**Request**
Update the data below so that every "marker" becomes "dot", and leave everything else unchanged.

═════ Provided records ═════

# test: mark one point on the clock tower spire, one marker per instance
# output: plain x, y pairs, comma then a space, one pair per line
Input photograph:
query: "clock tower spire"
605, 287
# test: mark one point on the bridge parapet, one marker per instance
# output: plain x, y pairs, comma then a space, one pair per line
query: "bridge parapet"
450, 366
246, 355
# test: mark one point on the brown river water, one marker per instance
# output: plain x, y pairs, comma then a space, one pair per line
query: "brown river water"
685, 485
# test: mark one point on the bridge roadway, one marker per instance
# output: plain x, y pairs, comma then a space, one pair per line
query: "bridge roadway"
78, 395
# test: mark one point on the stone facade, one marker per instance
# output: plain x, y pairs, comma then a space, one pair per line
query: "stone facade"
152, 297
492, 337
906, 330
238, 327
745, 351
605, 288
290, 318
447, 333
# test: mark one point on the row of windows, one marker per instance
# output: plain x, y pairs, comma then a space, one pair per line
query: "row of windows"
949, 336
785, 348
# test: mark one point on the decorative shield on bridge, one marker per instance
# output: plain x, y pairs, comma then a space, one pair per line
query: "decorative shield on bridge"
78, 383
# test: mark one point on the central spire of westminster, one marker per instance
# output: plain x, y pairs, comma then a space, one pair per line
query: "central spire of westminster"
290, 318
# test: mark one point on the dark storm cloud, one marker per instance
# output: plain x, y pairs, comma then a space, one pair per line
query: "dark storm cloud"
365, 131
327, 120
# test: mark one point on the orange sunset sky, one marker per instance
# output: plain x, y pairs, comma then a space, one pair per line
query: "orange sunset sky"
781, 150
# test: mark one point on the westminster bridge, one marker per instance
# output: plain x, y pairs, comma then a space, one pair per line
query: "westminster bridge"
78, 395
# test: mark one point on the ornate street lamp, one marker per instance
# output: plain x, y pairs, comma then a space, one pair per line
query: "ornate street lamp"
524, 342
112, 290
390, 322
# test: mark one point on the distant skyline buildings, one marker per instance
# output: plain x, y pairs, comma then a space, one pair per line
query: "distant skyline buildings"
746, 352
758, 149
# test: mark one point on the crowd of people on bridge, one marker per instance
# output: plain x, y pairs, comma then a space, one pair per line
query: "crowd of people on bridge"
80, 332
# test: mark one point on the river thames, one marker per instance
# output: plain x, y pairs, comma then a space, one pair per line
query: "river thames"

═════

**In response**
# test: mark one point on the clock tower spire, one dot per instance
# output: plain x, y pairs, comma then a space, one pair per line
Input photograph:
query: "clock tower spire"
605, 287
# test: mark one point on the bridge parapet, one dot per instance
# output: plain x, y pairs, comma then a space, one pair per line
query: "bridge parapet"
450, 366
246, 355
# test: mark one point on the brown river water, one dot per instance
# output: plain x, y pairs, comma then a space, one pair per line
query: "brown river water"
685, 485
# test: mark one point on the bridge roadway, one dot per instance
# output: plain x, y pairs, comma then a space, one pair per line
query: "bridge roadway"
78, 395
# test: mark one point on the stone facade, one dot per instance
# output: plain x, y pairs, comma then a space, one pair per line
query: "stone facade"
152, 297
492, 337
906, 330
238, 327
745, 351
605, 288
290, 318
447, 333
# test: mark one point on the row of windows, one dot per instance
# output: plain x, y pairs, comma then a space, one pair per line
query: "row of windows"
949, 336
785, 348
# test: mark one point on the decorative shield on bridge, one dot per instance
# output: plain x, y pairs, comma then a space, one pair per line
query: "decorative shield on bridge"
78, 383
# test: mark one point on the central spire of westminster, one dot per instance
# output: plain x, y pairs, comma then a space, one pair per line
query: "central spire of westminster"
290, 318
# test: mark one point on the dark storm cloud, one dot per instance
# output: plain x, y pairs, comma then a space, one pair per line
query: "dark storm cloud"
365, 131
327, 120
# test: mark one point on the orange sunset sky, one dot per instance
# output: plain x, y pairs, comma then a space, one pair per line
query: "orange sunset sky"
781, 150
# test: mark one point on the westminster bridge, one dot per instance
# output: plain x, y pairs, comma then a space, one pair per line
query: "westminster bridge"
78, 395
# test: mark one point on the ornate street lamp, one dot per instance
# output: plain x, y pairs, comma then a space, one pair per line
query: "ornate street lamp"
524, 342
112, 290
390, 322
# test: mark one point on the distant skyline buildings, one dot per instance
# output: plain x, y pairs, comma then a space, one pair per line
query: "distant skyline buildings"
746, 352
758, 149
# test: mark one point on the crowd of people on bridge, one dot per instance
# output: plain x, y pairs, comma then a space, one pair per line
query: "crowd of people on bridge"
80, 332
# test: mark one point on the river thames, one dot per instance
# output: plain x, y pairs, comma then a space, one pair per line
query: "river thames"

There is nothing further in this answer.